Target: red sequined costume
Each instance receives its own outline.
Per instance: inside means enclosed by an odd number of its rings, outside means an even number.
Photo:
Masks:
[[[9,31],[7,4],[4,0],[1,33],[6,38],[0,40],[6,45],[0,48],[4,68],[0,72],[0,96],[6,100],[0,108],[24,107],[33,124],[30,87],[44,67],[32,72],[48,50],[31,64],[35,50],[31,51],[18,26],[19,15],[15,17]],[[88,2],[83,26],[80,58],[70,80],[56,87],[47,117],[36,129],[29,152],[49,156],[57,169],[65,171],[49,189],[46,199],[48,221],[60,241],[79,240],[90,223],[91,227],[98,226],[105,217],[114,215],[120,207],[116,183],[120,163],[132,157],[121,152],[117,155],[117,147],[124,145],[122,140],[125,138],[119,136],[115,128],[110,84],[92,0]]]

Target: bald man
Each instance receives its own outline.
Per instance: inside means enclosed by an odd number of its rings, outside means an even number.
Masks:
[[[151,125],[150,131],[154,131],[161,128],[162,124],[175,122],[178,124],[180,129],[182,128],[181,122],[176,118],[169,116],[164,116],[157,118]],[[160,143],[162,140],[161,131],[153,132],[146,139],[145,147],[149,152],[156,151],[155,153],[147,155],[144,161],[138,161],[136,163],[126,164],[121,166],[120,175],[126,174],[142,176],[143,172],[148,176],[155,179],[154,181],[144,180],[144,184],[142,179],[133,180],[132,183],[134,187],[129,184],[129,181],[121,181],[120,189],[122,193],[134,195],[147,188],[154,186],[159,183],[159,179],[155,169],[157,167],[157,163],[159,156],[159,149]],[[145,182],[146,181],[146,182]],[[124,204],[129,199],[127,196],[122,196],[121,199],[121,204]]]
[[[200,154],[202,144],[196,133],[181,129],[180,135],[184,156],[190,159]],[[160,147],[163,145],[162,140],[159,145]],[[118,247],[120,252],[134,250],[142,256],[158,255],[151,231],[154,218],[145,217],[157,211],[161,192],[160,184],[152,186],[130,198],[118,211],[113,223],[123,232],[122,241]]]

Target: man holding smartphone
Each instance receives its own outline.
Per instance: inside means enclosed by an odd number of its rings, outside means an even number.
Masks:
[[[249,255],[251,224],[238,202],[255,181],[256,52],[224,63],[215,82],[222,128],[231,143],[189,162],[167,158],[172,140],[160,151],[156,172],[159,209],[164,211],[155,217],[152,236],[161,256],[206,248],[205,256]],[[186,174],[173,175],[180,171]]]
• • • • •
Please rescale the listing, starting with the line that contains "Target: man holding smartphone" and continuing through the end of the listing: reproduce every one of those lines, requests included, but multiply each polygon vertex coordinate in the masks by 0.5 and round to whole numbers, with halves rounding up.

Worked answer:
Target: man holding smartphone
Each instance receives its own outline.
Per instance: inside means enclosed by an odd number of its rings, outside means an even number.
Masks:
[[[125,128],[126,112],[119,101],[128,91],[128,26],[112,32],[108,41],[111,64],[116,72],[95,81],[84,79],[86,70],[80,76],[78,86],[80,105],[82,106],[78,109],[76,118],[81,128],[103,124],[103,128]],[[93,87],[87,88],[90,86]]]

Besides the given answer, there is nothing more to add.